Request 1: In the Dockerfile post, which base image does the first build stage start from?
Request 2: Using the comment in the Dockerfile post, explain in one or two sentences why REPLACE_OS_VARS is set to true.
Request 3: Resume the Dockerfile post after its last line, writing what comes next.

═════ Extracted text ═════

Yes its always the same domains. Ok, I will re-enable those for sure then.
Here is my Dockerfile (i’m just putting it anyway just in case it helps debugging). Thanks, good point. Maybe I can just add a temporary line where I add apk --no-cache --update add net-tools iproute2 and comment it out when I’m not using it
# https://github.com/GoogleCloudPlatform/community/blob/master/tutorials/elixir-phoenix-on-kubernetes-google-container-engine/Dockerfile
# REPLACE_OS_VARS is used only for POD_IP passed in from GKE yaml
FROM elixir:1.7.4-alpine
ARG APP_NAME=appname
ARG PHOENIX_SUBDIR=.
ENV MIX_ENV=prod \
REPLACE_OS_VARS=true \
TERM=xterm
WORKDIR /opt/app
RUN apk update \
&& apk --no-cache --update add git \
&& mix local.rebar --force \
&& mix local.hex --force
COPY . .
RUN mix do deps.get, deps.compile, compile
RUN mix release --env=prod --verbose \
&& mv _build/prod/rel/${APP_NAME} /opt/release \
&& mv /opt/release/bin/${APP_NAME} /opt/release/bin/start_server
FROM alpine:latest
RUN apk update \
&& apk --no-cache --update add bash openssl-dev
ENV PORT=8080 \
REPLACE_OS_VARS=true \
MIX_ENV=prod
WORKDIR /opt/app
EXPOSE ${PORT}
COPY --from=0 /opt/release .

═════ Data provided ═════

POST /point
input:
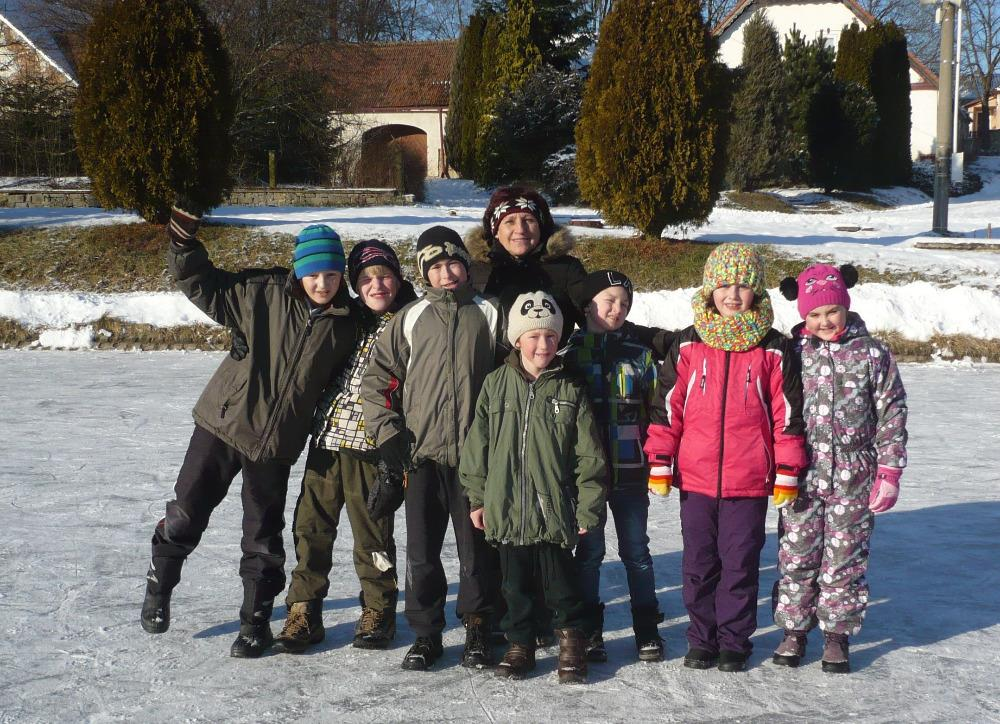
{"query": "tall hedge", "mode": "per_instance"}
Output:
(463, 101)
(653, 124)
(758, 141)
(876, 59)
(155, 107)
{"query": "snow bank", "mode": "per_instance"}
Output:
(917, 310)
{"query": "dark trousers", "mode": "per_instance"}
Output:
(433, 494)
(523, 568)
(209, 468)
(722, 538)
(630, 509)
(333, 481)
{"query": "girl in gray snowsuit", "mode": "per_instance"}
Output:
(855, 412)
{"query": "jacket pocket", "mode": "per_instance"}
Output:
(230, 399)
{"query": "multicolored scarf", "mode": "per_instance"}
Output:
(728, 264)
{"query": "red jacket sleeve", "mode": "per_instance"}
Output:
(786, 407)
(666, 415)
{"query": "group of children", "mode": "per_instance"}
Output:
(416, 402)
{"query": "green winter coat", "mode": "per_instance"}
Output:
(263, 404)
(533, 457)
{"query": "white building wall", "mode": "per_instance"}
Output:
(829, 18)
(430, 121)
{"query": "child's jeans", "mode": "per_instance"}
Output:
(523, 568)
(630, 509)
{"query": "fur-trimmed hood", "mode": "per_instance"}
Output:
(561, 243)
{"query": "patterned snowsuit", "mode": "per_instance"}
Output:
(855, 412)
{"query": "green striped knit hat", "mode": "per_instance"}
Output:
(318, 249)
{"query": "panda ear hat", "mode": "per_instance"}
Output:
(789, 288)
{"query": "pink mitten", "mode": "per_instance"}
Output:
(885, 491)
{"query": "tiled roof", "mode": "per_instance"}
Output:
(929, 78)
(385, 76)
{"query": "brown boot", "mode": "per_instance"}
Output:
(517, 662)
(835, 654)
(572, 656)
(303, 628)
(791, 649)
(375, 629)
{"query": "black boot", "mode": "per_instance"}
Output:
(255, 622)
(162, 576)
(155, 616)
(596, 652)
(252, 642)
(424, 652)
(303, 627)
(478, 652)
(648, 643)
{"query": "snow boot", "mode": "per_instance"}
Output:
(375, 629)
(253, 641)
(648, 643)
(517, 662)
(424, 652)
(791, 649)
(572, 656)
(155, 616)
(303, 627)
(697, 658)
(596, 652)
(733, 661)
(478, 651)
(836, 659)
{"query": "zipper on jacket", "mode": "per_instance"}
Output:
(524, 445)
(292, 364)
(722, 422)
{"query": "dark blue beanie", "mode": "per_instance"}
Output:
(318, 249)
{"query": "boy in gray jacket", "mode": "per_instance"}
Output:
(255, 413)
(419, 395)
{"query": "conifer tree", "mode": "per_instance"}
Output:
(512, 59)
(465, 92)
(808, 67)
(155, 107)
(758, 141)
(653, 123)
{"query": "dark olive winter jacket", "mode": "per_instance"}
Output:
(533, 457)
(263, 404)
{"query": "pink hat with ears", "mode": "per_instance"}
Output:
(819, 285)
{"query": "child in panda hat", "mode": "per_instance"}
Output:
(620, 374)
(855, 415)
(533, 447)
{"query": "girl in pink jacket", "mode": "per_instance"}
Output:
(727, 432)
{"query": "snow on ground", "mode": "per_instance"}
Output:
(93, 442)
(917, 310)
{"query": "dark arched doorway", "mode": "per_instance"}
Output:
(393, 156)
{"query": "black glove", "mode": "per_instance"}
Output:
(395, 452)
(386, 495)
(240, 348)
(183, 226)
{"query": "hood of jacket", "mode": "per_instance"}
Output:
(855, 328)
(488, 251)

═════

Exercise output 1: elixir:1.7.4-alpine

Exercise output 2: REPLACE_OS_VARS is set to true only so that POD_IP, which is passed in from the GKE yaml, can be used.

Exercise output 3:
CMD ["/opt/app/bin/start_server", "foreground"]
You don’t necessarily need to deploy outside K8s, just find a way to disable k8s DNS lookups from those specific pods. That’s achieved by making sure that the resolv.conf file that ends up in each pod is just using a normal DNS server instead of your pod local one. I don’t recall how to configure that off the top of my head though sorry.
You don’t need to create new images just for debugging, what I suggest is connecting to an existing image and installing the packages for debugging there.
ok, did you try to test the API you are calling? Is it possible that they are not able to handle the load you are putting on them? I would use some outside tool like ab for example to verify that you are not getting the same timeouts.
a) they can handle millions of requests a second (they’re data APIs)
b) if it were the API then simply multiplying the number of running apps on a single node wouldnt get wildly improved results
I will try. I just realized that Tesla uses a pool by default even though hackney by default doesn’t use a pool.
So this entire time its been using a pool which has thrown off my mental model. Now that I know it IS using a pool and failing, I decided to test the pool settings.
The default connections is 50 with a timeout of 15 second I believe… I tried setting it to 200 with a timeout of 1 second.
You can see a pool def helped. I suppose ill try to see the max pool i can get on a single app instance. When I did this before I remember getting decreasing performance past a certain number, I thought it was 200 or so.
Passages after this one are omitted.